Page:
NOTE: Such verbs often have also a passive form: as, misereor, I pity (am moved to pity); and occasionally other parts: as, paenitúrus (as from paenió), paenitendus, pudendus, pertaesum est, pigitum est.

c. Verbs which have a phrase or clause as their subject (cf. §§ 454, 569. 2): -

accidit, contingit, évenit, obtingit, obvenit, fit, it happens. libet, it pleases.
licet, it is permitted. oportet, it is fitting, ought.
certum est, it is resolved. necesse est, it is needful.
cónstat, it is clear. praestat, it is better.
placet, it seems good (pleases). interest, réfert, it concerns.
vidétur, it seems, seems good. vacat, there is leisure.
decet, it is becoming. restat, superest, it remains.

Set exercise 1:
In the grammar excerpt on Latin impersonal verbs, why are verbs such as licet, oportet, and constat grouped together under heading c? Answer in one to three sentences.
Set exercise 2:
Continue the grammar excerpt on Latin impersonal verbs after its final line.
The listing after this grammar excerpt has nothing to do with the tasks.

Position annotation listing
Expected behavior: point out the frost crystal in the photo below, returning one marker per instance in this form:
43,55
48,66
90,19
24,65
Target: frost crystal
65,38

Written answer 1:
They are grouped together because each of them takes a phrase or clause as its subject.

Written answer 2:
NOTE: Many of these verbs may be used personally; as, vacó, I have leisure. Libet and licet have also the passive forms libitum (licitum) est etc. The participles libéns and licéns are used as adjectives.

d. The passive of intransitive verbs is very often used impersonally (see synopsis in § 207): -

NOTE: The impersonal use of the passive proceeds from its original reflexive (or middle) meaning, the action being regarded as accomplishing itself (compare the French cela se fait).